::: Text section

5.5 Deep Learning
TensorFlow 2 (Keras):
- Deep Learning with Python by François Chollet, Manning Publishing, 2nd Edition, 2022 Code for Chollet’s book can be found at: https://github.com/fchollet/deep-learning-with-python-notebooks
- Keras site: https://keras.io/guides/ has up-to-date guides which cover the latest version (3) of Keras.
PyTorch:
- Machine Learning with Pytorch and Scikit-Learn by Sebastian Raschka, Yuxi (Hayden) Liu and Vahid Mirjalili, Packt Publishing Ltd, 2022.
- PyTorch version of the book General References for this course are will appear soon.
- Deep Learning by Ian Goodfellow, Yoshua Bengio & Aaron Couville, MIT Press, 2017, available online and on the course site
- Hands-on Machine Learning with Scikit-Learn, Keras & TensorFlow, 3nd Edition, by Aurelie Geron, O’Relly 2022, one of the best books on Machine Learning
- Hands-on Machine Learning with Scikit-Learn and PyTorch, by Aurelie Geron, O’Relly 2025, is expected by the end of this calendar year.

::::::
::: Given data

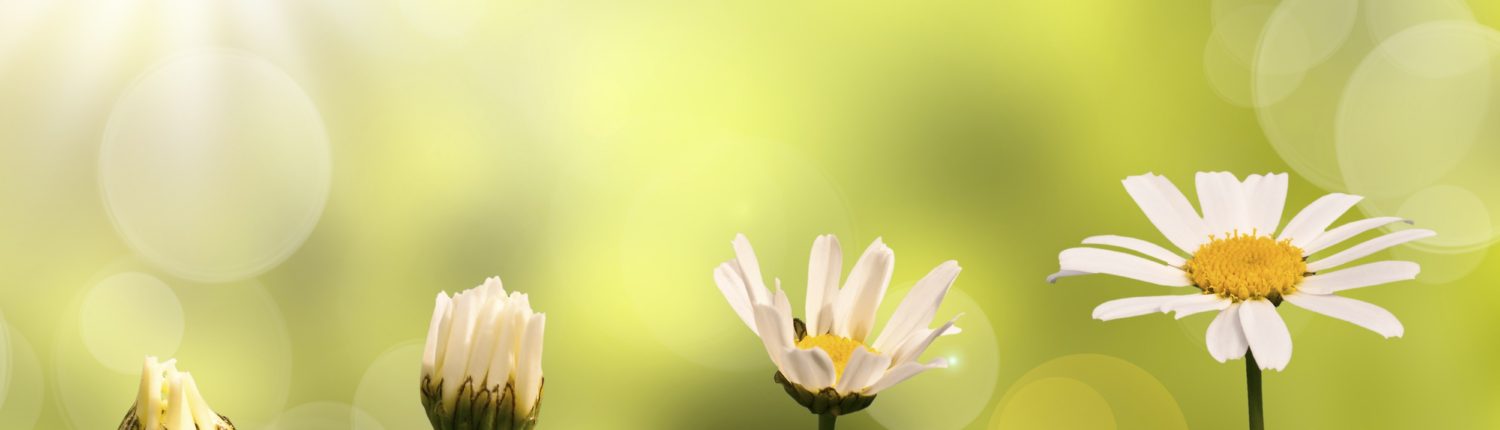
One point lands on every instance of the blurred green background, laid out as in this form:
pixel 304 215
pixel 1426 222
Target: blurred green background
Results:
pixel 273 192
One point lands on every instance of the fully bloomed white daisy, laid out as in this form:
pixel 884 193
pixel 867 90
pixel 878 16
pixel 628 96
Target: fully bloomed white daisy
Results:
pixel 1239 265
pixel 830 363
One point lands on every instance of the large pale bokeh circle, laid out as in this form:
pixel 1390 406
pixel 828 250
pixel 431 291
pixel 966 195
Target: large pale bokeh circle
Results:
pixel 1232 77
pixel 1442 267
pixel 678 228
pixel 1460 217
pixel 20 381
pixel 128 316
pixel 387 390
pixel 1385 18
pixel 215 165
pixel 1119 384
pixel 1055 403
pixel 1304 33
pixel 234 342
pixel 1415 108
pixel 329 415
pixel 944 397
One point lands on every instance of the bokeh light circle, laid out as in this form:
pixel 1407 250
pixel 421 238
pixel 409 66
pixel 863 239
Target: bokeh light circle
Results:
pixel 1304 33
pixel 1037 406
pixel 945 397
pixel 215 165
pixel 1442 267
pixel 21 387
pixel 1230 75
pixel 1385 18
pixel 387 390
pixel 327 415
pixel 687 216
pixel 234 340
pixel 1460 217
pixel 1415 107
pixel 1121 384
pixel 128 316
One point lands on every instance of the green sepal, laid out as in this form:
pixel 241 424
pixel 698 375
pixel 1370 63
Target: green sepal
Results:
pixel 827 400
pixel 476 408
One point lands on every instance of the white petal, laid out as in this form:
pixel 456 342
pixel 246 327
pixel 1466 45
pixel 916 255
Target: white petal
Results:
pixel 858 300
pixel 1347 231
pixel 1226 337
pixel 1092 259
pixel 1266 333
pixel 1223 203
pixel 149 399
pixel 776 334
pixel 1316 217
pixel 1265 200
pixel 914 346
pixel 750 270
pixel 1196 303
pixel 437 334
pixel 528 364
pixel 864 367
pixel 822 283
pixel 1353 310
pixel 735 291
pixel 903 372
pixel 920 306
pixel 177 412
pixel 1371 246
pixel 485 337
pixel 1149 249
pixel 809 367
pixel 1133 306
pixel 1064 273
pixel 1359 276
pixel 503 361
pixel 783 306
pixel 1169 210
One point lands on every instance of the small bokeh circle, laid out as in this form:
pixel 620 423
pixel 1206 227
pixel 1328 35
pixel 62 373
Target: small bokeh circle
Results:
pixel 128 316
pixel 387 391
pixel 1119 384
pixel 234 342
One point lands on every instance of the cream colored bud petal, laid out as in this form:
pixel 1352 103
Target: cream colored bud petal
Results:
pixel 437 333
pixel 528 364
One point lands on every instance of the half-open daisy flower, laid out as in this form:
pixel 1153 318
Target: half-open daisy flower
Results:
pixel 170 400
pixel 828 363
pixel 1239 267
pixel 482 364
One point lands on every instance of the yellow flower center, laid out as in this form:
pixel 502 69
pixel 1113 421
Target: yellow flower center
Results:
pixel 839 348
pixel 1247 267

::::::
::: Given data

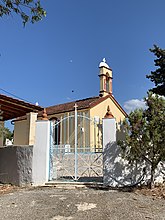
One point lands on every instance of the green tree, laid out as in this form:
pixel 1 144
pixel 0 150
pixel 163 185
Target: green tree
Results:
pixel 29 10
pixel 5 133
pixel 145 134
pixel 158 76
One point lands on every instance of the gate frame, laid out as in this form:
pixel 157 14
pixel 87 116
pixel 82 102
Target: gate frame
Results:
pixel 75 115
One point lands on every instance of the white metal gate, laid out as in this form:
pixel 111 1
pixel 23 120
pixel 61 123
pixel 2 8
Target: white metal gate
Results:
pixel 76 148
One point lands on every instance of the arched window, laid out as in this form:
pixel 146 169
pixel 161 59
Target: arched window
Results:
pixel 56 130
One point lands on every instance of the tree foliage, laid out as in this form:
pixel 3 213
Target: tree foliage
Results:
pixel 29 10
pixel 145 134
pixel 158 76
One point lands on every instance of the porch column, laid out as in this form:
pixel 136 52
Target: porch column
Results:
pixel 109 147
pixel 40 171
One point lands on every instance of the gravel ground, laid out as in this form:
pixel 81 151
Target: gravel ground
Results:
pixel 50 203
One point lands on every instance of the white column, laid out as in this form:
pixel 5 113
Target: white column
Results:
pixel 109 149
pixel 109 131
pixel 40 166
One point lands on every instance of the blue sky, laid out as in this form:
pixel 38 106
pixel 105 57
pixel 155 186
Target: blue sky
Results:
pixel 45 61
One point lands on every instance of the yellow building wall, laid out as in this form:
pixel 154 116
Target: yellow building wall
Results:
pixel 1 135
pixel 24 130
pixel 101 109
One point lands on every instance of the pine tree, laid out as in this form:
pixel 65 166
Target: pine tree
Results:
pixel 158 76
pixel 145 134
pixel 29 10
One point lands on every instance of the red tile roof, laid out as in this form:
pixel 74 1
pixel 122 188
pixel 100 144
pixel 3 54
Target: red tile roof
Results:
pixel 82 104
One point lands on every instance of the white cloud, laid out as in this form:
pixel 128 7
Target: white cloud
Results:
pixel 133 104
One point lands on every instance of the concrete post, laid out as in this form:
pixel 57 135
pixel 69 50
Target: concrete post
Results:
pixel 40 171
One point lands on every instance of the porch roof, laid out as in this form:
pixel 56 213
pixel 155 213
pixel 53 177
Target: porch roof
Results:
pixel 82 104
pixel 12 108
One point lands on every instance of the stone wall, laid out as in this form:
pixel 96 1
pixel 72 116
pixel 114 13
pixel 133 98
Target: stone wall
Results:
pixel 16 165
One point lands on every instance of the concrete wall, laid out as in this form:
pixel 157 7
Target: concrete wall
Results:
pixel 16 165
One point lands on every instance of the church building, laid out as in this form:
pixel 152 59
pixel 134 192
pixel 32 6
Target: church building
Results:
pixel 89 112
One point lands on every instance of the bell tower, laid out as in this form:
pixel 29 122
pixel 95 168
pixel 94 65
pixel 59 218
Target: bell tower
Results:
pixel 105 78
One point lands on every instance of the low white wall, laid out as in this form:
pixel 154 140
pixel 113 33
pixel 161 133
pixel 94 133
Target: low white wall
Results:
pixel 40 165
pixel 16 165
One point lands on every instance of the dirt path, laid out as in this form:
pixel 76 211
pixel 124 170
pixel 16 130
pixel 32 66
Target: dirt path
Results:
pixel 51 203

::::::

**Required action 1**
Answer these questions using the deep learning reading list:
(a) Which edition of Deep Learning with Python does the list give?
(b) Which version of Keras do the guides on the Keras site cover?
(c) Which publisher is named for the book Deep Learning?
**Required action 2**
Please reproduce the deep learning reading list from "5.5 Deep Learning" up to and including "Publishing Ltd, 2022.".

**Task answer 1**
(a) The 2nd Edition, 2022.
(b) The latest version, 3.
(c) MIT Press.

**Task answer 2**
5.5 Deep Learning
TensorFlow 2 (Keras):
- Deep Learning with Python by François Chollet, Manning Publishing, 2nd Edition, 2022 Code for Chollet’s book can be found at: https://github.com/fchollet/deep-learning-with-python-notebooks
- Keras site: https://keras.io/guides/ has up-to-date guides which cover the latest version (3) of Keras.
PyTorch:
- Machine Learning with Pytorch and Scikit-Learn by Sebastian Raschka, Yuxi (Hayden) Liu and Vahid Mirjalili, Packt Publishing Ltd, 2022.